# ESERCIZI
**A)** Ricopia dall'articolo sull'europeismo il passo compreso tra "Non impegna troppo" e "scrivemmo tutti debitamente.", estremi inclusi.
**B)** Riprendi l'articolo sull'europeismo e proseguilo, partendo dopo l'ultima frase riportata.

# SEZIONE DI TESTO

•••••

Rivista Anarchica Online
Dietro la maschera dell'europeismo
di Carlo Oliva
Confesso di non aver assolutamente idea
di che cosa accadrà, da un punto di vista economico, giuridico
e finanziario, quando, nel prossimo 1991, avrà luogo quel
singolare fenomeno cui alludono, da qualche tempo, gli strumenti di
comunicazione di massa, con tutta una serie di termini vagamente
esoterici, del tipo di "unificazione del mercato europeo",
"mercato europeo unificato", "apertura delle frontiere
europee" e simili. Immagino che il problema sia quello
dell'abolizione, o della decadenza, delle normative intese a limitare
la circolazione dei capitali, delle merci e della forza lavoro tra i
dodici paesi del Mercato Comune. Ma non ne sono affatto sicuro, e non
intendo nascondere la mia ignoranza in materia.
In realtà, le allusioni e le
argomentazioni in merito che si incontrano da un po' su quotidiani e
riviste, mi fanno pensare che anche gli addetti professionali
all'informazione non abbiano delle idee particolarmente precise. In
pratica, si limitano ad esprimere esortazioni e speranze acciocché
le industrie nazionali "siano preparate" all'evento (come a
dire, suppongo, in grado di sostenere la concorrenza), il che non
vuol dire proprio un gran che. Certo è un'argomentazione
familiare. L'abbiamo incontrata nei contesti più vari. E
appunto per questo non possiamo pretendere che abbia una gran
capacità informativa. Per la nostra stampa, si sa, invitare le
industrie ad "essere preparate" a qualcosa è un
eufemismo d'uso ormai corrente. Sappiamo tutti che l'unico modo di
essere preparati, per l'industria, è quello di far lavorare di
più gli operai pagandoli meno, un concetto che non si può
proprio esprimere senza qualche mediazione semantica e qualche
giustificazione ideologica. E come giustificazione, quella
dell'Europa non funziona peggio di tante altre, dal risanamento
dell'economia alla lotta al terrorismo.
Non impegna troppo
Strano, però. In qualche modo,
ero convinto, che l'apertura delle frontiere fosse già cosa
fatta. Ricordo, che, più o meno, se ne parlava nel '57, quando
fu firmato il trattato di Roma fra i sei paesi fondatori: io
frequentavo la scuola media, e ci fecero fare un tema in classe
sull'importanza dell'evento. Veramente, ci eravamo aspettati un
giorno di vacanza, che poi non era stato concesso, e la delusione era
stata notevole, ma avevamo capito lo stesso che l'Europa era una gran
cosa e lo scrivemmo tutti debitamente.

•••••

# DATI DISPONIBILI
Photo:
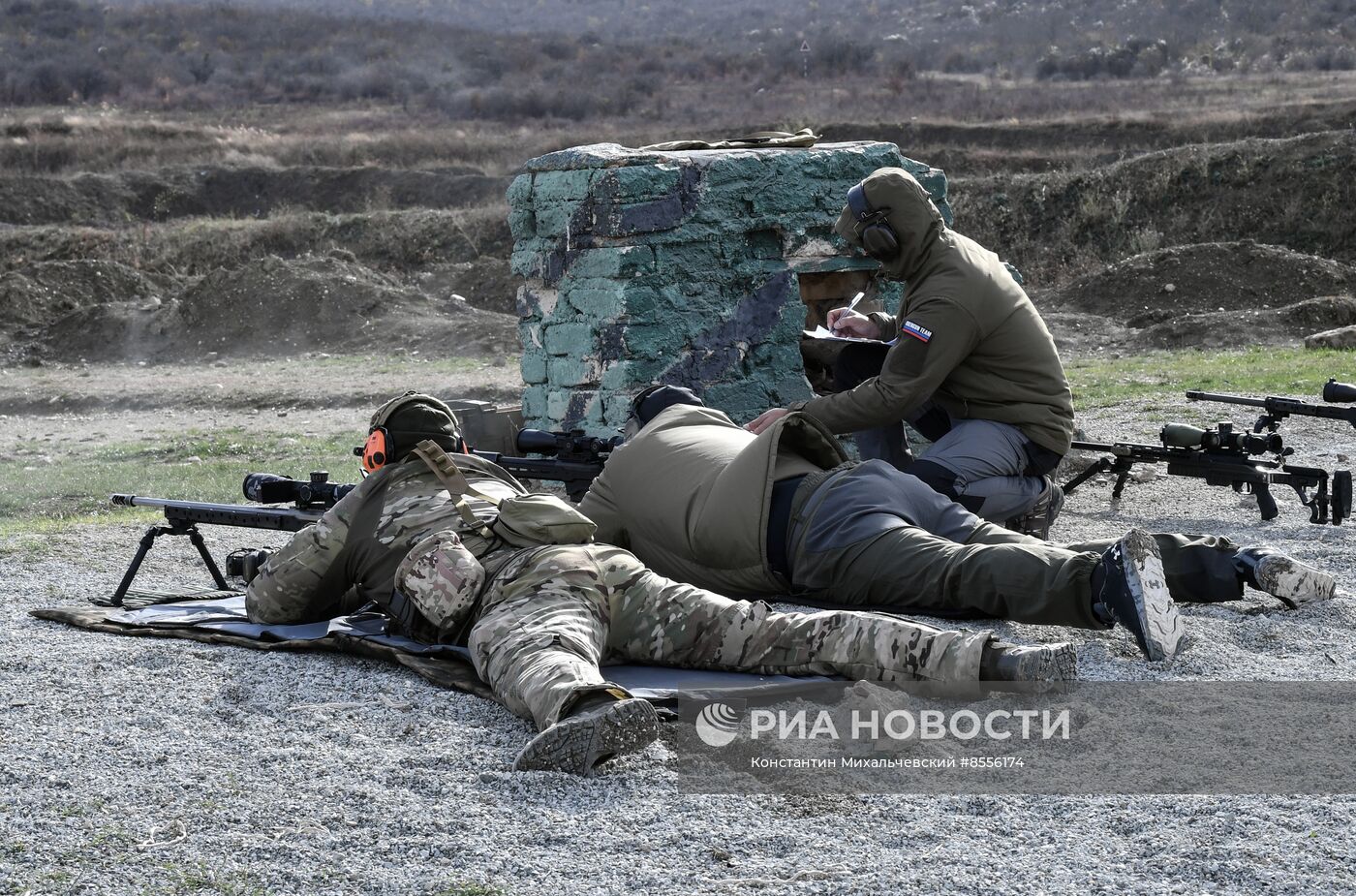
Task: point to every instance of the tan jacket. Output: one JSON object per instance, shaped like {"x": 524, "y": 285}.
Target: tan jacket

•••••

# RISPOSTE PER ESERCIZIO
**A)**
Non impegna troppo
Strano, però. In qualche modo,
ero convinto, che l'apertura delle frontiere fosse già cosa
fatta. Ricordo, che, più o meno, se ne parlava nel '57, quando
fu firmato il trattato di Roma fra i sei paesi fondatori: io
frequentavo la scuola media, e ci fecero fare un tema in classe
sull'importanza dell'evento. Veramente, ci eravamo aspettati un
giorno di vacanza, che poi non era stato concesso, e la delusione era
stata notevole, ma avevamo capito lo stesso che l'Europa era una gran
cosa e lo scrivemmo tutti debitamente.

**B)**
L'unione doganale fra paesi membri del
MEC divenne effettiva nel 1968, e non mi sembra che allora la
scadenza abbia suscitato particolari emozioni (ma forse eravamo
distratti).
In compenso, ricordiamo tutti la
generale soddisfazione del '73, quando la Gran Bretagna (con Irlanda
e Danimarca) aderì al sistema; i panegirici che si intonarono
nel '79, quando fu eletto per la prima volta il parlamento europeo;
il misurato entusiasmo che segnò, nell'81, l'ammissione della
Grecia e, nell'86, quella di Spagna e Portogallo. Ogni volta si parlò
di frontiere abolite, di mercato unito, di un futuro di prosperità
e della necessità per le nostre industrie (e per la nostra
agricoltura) di mostrarsi all'altezza.
Insomma, la costruzione dell'Europa
unita è uno di quegli eventi che hanno accompagnato, in un
modo o nell'altro, la nostra vita, come una specie di contrappunto
ideologico. Il ricordo dei tempi in cui si considerava il problema
europeo come un problema politico, sul quale era anche lecito
schierarsi (qualcuno era addirittura contrario al Mercato Comune,
figuriamoci) è remotissimo. Oggi, sull'Europa, sono d'accordo
tutti. Dell'Europa, come della mamma, non è lecito pensare, né
dire male.
Si capisce anche. L'Europa unita non è
considerata propriamente la panacea di tutti i possibili mali
politici, ma, certo, quando su un qualche problema non si sa che
pesci pigliare è comodo dire che la soluzione va cercata a
livello europeo: io ricordo di averlo sentito dire per la questione
sudtirolese e per quella energetica, per l'inflazione e per la
ricerca, e chissà per che altro. Quando un governo non vuole
impegnarsi su qualche tema scottante, e deve in qualche modo farlo,
può proporre che se ne occupi l'Europa, come succede
regolarmente a proposito dei molti drammi del Medio Oriente. Suona
bene, e non impegna troppo.
Non voglio dire, dio scampi, che i
processi in corso dal '57 in poi sono di natura puramente ideologica.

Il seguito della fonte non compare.